Reproduce the material exactly, omitting nothing.

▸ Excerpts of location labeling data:
::::::::

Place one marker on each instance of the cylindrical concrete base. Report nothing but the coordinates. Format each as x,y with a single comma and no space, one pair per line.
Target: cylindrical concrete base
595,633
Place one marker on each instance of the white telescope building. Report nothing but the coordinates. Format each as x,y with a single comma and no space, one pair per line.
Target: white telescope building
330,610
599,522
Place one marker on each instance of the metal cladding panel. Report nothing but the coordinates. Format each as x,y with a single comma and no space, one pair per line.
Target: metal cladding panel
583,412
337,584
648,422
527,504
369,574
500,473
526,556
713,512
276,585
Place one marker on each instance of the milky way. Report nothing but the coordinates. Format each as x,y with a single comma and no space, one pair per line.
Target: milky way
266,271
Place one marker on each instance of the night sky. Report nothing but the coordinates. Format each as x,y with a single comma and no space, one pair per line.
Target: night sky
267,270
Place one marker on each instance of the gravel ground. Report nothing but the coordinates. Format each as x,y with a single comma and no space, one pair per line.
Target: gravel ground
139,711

::::::::

▸ Expected answer:
Place one marker on each instance of the cylindrical concrete base. Report nothing but the coordinates. Format each as x,y with a single comma and no space, one pair per line.
Target: cylindrical concrete base
595,633
Place one marker on each instance of the white telescope building. Report nothing but the coordinates. Format each as x,y with a single comma and no space, one pair per line.
Target: white telescope building
330,610
599,522
Place one marker on each instance of the metal cladding panel. Report nothing but the coordinates. Format each as x,y with a single comma and no space, one pair per line.
Target: metal cladding panel
583,412
337,584
648,422
527,504
369,574
500,473
526,556
713,512
276,585
Place one marker on each instance of the milky way. Report nothing but the coordinates. Format each as x,y with a single comma and no space, one pair per line.
Target: milky way
266,271
Place one marker on each instance of the night sky. Report nothing but the coordinates. Format each as x,y with a single comma and no space, one pair per line.
Target: night sky
267,270
Place one marker on each instance of the gravel ground. Report nothing but the coordinates. Format each as x,y with a single comma and no space, one pair per line.
Target: gravel ground
139,711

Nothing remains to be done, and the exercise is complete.